• _Goal_:
Your task is to return the line containing "the bird's leg" plus every line after it, exactly and with nothing added.

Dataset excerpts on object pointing
— Start —
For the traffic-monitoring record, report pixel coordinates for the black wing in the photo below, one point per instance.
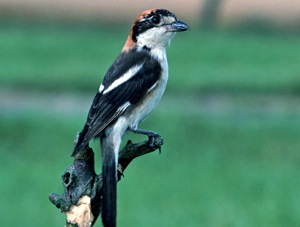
(110, 102)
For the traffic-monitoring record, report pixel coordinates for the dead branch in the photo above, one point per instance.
(82, 197)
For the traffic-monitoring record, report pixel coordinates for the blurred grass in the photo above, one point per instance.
(70, 57)
(233, 167)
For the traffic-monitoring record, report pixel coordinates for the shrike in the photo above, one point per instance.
(131, 88)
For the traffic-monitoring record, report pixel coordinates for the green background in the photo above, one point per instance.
(229, 119)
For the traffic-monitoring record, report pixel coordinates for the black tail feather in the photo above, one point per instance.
(109, 200)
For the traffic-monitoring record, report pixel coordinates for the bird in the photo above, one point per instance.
(129, 91)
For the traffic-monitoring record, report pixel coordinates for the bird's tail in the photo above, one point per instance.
(109, 174)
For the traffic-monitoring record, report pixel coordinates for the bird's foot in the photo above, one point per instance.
(155, 141)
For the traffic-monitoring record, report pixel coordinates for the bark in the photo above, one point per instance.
(82, 197)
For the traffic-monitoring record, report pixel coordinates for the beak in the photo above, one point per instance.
(177, 26)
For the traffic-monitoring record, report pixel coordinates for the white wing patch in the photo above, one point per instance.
(101, 88)
(122, 108)
(129, 74)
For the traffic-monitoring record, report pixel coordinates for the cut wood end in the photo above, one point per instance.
(81, 214)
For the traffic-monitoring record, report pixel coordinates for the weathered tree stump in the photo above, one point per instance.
(82, 197)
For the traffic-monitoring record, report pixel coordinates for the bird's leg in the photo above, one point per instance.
(151, 137)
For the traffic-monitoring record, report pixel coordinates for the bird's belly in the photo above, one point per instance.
(143, 108)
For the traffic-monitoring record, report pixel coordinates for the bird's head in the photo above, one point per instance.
(154, 29)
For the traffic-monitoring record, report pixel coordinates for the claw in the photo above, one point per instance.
(152, 139)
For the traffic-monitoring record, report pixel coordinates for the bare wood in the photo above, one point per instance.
(82, 197)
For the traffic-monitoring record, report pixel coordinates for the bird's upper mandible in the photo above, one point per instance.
(154, 28)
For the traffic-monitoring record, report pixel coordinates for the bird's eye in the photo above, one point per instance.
— End —
• _The completed task_:
For the traffic-monitoring record, report pixel coordinates for the bird's leg in the photo above, one point per instance.
(151, 137)
For the traffic-monitoring record, report pixel coordinates for the bird's belly in the photo above, one point per instance.
(143, 108)
For the traffic-monitoring record, report pixel coordinates for the bird's head in the photo above, one point per instance.
(154, 29)
For the traffic-monitoring record, report pixel coordinates for the claw in the photo above, one point per instance.
(152, 139)
For the traffic-monitoring record, report pixel coordinates for the bare wood in the photo above, one point per instance.
(82, 197)
For the traffic-monitoring record, report pixel coordinates for the bird's upper mandible in the photo above, one point per instance.
(154, 28)
For the traffic-monitoring record, report pixel coordinates for the bird's eye in the photo above, one point per instance.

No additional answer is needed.